Recently, I was taking a test, during which we were not allowed to use calculators. This is an upperclassman-level test, so the professors are fairly trusting. I noticed that a friend was using a calculator, which, as I have said, was not allowed on the test. Based on my discussions with him/her prior to the test, I am certain that this was totally an honest mistake on his/her part.
What should I do in this particular situation, and what is ethical in the general case?
–Witness of Unintentional Cheating
I recently started my own business. In my field, my salary is derived in two ways: 1) an hourly charge, and 2) a mark-up on materials that I personally purchase for the construction projects. Since I am a business owner, I am able to buy supplies at wholesale rates; it is customary in my field not to tell clients the profit made on these purchases.
I think I should be honest with my clients, though. Since I am already making money by the hour, it seems excessive to also make a profit on purchases. However, I worry that if I tell my clients about the customary mark-ups I am revealing a secret of my industry, which will create complications for my colleagues in this field.

....................

▸ **EXERCISE GOAL**
Transcribe, word for word, the stretch of the ethics letters above that begins at "I think I should" and ends at "in this field.".

▸ **ENTRIES SUPPLIED**
....................

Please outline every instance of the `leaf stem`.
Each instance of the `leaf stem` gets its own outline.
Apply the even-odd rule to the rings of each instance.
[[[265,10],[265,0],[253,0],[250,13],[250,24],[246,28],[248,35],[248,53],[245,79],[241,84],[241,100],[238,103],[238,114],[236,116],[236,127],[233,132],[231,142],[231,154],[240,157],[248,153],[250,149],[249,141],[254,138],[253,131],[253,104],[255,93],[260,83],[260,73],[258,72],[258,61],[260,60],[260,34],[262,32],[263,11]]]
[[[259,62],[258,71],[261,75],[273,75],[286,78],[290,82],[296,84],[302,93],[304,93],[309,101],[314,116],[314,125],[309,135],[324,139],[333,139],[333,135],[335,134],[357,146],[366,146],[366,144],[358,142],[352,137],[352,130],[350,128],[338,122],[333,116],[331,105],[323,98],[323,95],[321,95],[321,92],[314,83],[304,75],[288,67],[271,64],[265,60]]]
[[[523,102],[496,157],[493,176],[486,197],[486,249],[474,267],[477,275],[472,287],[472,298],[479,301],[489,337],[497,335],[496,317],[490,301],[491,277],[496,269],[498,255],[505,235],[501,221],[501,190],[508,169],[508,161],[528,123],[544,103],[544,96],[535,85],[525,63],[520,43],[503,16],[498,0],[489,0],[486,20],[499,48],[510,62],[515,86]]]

....................

▸ **SOLUTION TO THIS TASK**
I think I should be honest with my clients, though. Since I am already making money by the hour, it seems excessive to also make a profit on purchases. However, I worry that if I tell my clients about the customary mark-ups I am revealing a secret of my industry, which will create complications for my colleagues in this field.